*LIST OF TASKS*
a – Answer these questions from the heated seat retrofit text:
(i) How many wires feed the kit, and what are they?
(ii) What secures the edges of the upholstery to the seat frame?
(iii) Which part has the temperature sensor wire?
b – Print the portion of the heated seat retrofit text between "The pads are" and "matter the most .", inclusive.
c – List every wire that the heated seat retrofit text says feeds the kit.

*SOURCE EXCERPT*
------------------------------------

You do not need to remove the seats to remove the upholstery. I retrofitted heated seats using a kit from eBay. I have the Limited leather seats, so others may be slightly different. That said, the following pictures may offer some insight into how to access your factory heaters, or help someone else retrofit heaters to their own seats.
This kit is fed by 3 wires: +12V, ignition sense, and ground, just like the OEM version. I found my car had a dedicated heated seat fuse and a switched wire dedicated to the heated seat circuit, but it ended at the connector behind the DS kick panel. The cross-body harness did not include those wires. So I ran 3 #12 wires under the carpet, following the cross-body harness in the same channel, but in their own plastic wire loom. I cut the OEM +12v wires from the supply-side of the connector and spliced them into my new wires with some insulated spade connectors and added my ground to the bolt grounding the rest of the dash to the body. I didn't take pictures of that because by the time I was done it was dark and I didn't think of it until I was reassembling everything.
Today I installed the pads and switches. Removing the leather upholstery was not especially tricky, but does require strong fingers. The edges of the upholstery are secured with plastic (nylon?) "j-hook" strips that lock to the edge of the frame. A bit of weight on the seat helps get things started, but once one end is started, the rest slides off like a zipper.
The pads are labelled -- in German:
I honestly don't know why left and right would matter, but the seat cushion is the part with the temperature sensor wire, strategically positioned where pressure will make it matter the most .
That black band is some serious industrial-strength velcro. It will quite literally rip from the foam cushion before it will let go of the loop strip sewn to the leather. You have to work gently an inch at a time to release it.

------------------------------------

*DATASET EXTRACT*
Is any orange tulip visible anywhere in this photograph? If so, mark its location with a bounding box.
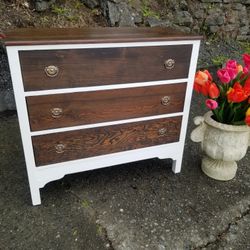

------------------------------------

*RESPONSES BY TASK*
a –
(i) Three wires: +12V, ignition sense, and ground.
(ii) Plastic "j-hook" strips that lock to the edge of the frame.
(iii) The seat cushion.

b –
The pads are labelled -- in German:
I honestly don't know why left and right would matter, but the seat cushion is the part with the temperature sensor wire, strategically positioned where pressure will make it matter the most .

c –
- +12V
- Ignition sense
- Ground